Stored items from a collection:

____

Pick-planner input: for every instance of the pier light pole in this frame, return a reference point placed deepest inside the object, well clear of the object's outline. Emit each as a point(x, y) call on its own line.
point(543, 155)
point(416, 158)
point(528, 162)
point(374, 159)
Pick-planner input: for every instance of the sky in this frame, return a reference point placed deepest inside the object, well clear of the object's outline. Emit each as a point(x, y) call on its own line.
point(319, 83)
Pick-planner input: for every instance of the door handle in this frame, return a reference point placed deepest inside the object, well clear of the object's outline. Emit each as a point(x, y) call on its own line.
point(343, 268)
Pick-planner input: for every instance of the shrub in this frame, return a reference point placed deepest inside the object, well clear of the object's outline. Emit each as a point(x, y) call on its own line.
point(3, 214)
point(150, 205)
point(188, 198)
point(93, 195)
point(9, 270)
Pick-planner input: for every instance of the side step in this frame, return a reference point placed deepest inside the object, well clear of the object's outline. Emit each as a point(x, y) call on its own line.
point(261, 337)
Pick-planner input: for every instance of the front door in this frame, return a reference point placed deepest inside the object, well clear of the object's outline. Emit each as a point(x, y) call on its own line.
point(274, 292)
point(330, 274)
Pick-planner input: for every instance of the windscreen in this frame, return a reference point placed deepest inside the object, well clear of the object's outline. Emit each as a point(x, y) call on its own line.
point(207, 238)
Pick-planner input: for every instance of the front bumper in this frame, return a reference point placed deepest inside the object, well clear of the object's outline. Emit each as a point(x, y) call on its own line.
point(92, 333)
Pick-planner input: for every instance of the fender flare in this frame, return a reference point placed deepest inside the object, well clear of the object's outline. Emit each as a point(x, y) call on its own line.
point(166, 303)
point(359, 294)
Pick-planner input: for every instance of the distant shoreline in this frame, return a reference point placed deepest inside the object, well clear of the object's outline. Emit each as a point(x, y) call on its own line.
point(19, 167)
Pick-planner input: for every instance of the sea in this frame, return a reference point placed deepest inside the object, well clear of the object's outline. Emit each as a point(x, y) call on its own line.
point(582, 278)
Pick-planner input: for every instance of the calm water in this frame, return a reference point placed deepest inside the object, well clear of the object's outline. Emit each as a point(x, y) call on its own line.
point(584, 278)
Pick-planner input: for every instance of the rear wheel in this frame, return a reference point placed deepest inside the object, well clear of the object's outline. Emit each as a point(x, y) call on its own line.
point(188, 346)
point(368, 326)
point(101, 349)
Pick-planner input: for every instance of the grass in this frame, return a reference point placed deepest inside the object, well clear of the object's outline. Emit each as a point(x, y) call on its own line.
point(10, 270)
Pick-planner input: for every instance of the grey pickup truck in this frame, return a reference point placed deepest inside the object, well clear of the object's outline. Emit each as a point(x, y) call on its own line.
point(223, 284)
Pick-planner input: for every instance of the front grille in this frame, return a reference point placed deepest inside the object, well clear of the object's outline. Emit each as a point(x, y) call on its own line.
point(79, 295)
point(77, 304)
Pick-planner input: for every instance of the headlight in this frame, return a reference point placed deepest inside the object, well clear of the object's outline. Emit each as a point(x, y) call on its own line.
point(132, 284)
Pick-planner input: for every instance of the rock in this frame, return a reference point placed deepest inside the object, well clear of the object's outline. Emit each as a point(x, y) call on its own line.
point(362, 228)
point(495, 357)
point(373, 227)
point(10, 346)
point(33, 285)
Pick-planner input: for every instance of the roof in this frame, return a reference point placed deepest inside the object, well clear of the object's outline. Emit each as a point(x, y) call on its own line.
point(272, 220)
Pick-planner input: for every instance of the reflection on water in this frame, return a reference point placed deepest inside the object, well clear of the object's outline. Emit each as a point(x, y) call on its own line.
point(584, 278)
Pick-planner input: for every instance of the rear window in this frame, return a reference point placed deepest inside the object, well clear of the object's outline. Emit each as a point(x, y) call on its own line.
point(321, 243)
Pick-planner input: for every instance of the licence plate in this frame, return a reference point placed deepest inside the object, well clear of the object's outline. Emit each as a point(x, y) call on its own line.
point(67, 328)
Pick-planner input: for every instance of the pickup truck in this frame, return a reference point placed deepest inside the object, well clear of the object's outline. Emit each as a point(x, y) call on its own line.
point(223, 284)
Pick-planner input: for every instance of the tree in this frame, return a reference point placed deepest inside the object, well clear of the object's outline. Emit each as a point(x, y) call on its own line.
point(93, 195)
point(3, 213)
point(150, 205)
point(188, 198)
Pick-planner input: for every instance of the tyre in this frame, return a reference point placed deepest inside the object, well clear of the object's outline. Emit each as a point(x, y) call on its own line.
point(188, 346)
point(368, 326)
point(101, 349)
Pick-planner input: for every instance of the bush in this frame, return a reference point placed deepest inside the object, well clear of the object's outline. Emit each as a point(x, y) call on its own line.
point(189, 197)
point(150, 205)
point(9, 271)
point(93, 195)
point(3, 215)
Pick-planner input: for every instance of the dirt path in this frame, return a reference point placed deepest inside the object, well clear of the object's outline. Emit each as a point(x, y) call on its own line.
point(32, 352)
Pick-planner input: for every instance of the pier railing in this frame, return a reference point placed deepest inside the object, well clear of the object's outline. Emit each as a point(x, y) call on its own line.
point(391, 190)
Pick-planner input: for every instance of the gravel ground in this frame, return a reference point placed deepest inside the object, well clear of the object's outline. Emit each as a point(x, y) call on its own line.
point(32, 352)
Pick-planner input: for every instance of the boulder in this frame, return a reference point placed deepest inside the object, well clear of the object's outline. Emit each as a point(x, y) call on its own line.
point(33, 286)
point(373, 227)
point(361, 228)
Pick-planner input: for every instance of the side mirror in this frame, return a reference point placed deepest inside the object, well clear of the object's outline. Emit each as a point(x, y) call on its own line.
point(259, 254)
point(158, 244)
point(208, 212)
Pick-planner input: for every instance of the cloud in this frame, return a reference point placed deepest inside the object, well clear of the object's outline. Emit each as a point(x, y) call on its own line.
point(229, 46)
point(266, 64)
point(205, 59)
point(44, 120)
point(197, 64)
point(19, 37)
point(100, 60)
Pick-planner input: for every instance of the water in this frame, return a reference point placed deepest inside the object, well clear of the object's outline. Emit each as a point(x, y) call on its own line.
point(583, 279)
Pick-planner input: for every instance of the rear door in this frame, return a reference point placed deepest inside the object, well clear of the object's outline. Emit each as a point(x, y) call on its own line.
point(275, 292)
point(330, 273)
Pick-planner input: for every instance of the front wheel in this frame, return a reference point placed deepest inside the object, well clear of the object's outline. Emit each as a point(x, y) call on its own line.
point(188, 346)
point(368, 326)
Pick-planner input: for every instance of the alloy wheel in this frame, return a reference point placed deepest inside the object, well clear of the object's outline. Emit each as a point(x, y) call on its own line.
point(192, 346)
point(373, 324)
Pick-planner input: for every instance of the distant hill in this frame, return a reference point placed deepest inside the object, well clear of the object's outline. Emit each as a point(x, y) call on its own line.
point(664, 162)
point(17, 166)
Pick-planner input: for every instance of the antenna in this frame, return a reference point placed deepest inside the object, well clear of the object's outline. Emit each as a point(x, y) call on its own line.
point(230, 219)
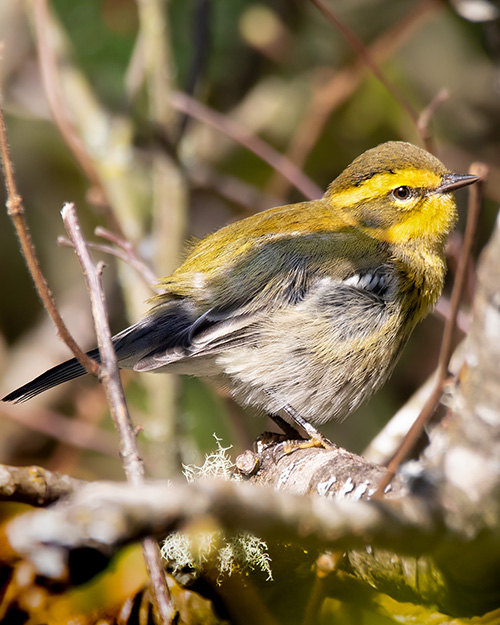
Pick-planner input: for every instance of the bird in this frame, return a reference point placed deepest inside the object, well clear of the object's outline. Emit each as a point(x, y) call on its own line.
point(302, 311)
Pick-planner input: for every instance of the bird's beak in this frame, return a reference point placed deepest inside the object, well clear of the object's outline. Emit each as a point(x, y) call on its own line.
point(452, 182)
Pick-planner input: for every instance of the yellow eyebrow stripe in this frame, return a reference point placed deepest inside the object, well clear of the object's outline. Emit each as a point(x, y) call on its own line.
point(382, 183)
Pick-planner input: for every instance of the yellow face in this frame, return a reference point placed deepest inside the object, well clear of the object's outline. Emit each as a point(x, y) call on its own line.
point(398, 206)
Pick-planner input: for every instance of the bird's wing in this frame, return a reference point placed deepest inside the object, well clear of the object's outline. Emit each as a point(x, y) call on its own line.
point(272, 276)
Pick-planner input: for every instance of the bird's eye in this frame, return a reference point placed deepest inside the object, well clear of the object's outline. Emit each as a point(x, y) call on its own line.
point(402, 193)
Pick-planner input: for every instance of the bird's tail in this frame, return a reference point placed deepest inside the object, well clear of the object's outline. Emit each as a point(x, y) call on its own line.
point(163, 328)
point(68, 370)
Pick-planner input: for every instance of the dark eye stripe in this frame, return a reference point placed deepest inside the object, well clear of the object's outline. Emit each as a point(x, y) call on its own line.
point(402, 193)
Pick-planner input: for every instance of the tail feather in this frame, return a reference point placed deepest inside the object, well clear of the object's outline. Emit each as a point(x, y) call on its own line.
point(166, 327)
point(68, 370)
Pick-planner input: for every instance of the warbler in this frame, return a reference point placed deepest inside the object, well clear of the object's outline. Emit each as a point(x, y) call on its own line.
point(302, 310)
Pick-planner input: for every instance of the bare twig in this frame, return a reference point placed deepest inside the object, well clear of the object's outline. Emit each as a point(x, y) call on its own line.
point(110, 377)
point(424, 119)
point(367, 58)
point(73, 432)
point(429, 407)
point(133, 259)
point(15, 210)
point(124, 251)
point(330, 96)
point(52, 87)
point(263, 150)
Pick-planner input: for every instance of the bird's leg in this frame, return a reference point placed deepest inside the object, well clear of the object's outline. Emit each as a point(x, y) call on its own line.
point(285, 427)
point(316, 439)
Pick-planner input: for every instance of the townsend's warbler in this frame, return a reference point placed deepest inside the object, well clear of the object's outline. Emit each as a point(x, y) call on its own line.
point(303, 310)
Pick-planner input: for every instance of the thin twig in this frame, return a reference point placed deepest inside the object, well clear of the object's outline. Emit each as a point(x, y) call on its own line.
point(424, 119)
point(263, 150)
point(367, 58)
point(128, 249)
point(330, 96)
point(130, 258)
point(72, 432)
point(52, 88)
point(110, 377)
point(35, 486)
point(15, 210)
point(414, 433)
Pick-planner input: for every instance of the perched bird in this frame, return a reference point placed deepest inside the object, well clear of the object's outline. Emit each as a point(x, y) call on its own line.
point(302, 310)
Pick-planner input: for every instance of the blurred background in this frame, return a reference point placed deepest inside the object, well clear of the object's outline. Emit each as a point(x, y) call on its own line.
point(91, 94)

____

(What this task involves) Format the listing from the line containing "Pick-planner input: for every instance of the antenna" through the line containing "point(398, 206)" as a two-column CSV with the header instruction,response. Write one row per instruction, with its text and its answer each in a single quoted field, line breaks replaced by spaces, and the pictures omitted.

(Full answer)
instruction,response
"Pick-planner input: for every instance of the antenna in this frame, return a reference point placed deepest inside the object, well clear of the object's outline. Emit each as a point(x, y) call on its own line.","point(230, 219)"
"Pick-planner input: for every instance of the bird in this frame, return a reference point placed deepest inside the object, well clear of the object's outline. Emit each as a point(x, y) call on its own line.","point(302, 311)"
"Pick-planner input: for every instance of the bird's beak in this frame, return a reference point placed deepest inside the object, well clear of the object's outline. Emit each as a point(x, y) call on its own line.","point(452, 182)"
"Pick-planner input: for every instance of the yellow eyebrow stripe in this frame, return a reference point placed deepest inside the object, well clear of the object's outline. Emit each as a point(x, y) call on its own line.","point(382, 183)"
"Pick-planner input: for every instance of the yellow face in this frame, return a reference point placed deepest inside the object, well clear of the object's outline. Emit each as a point(x, y) call on its own line.","point(398, 206)"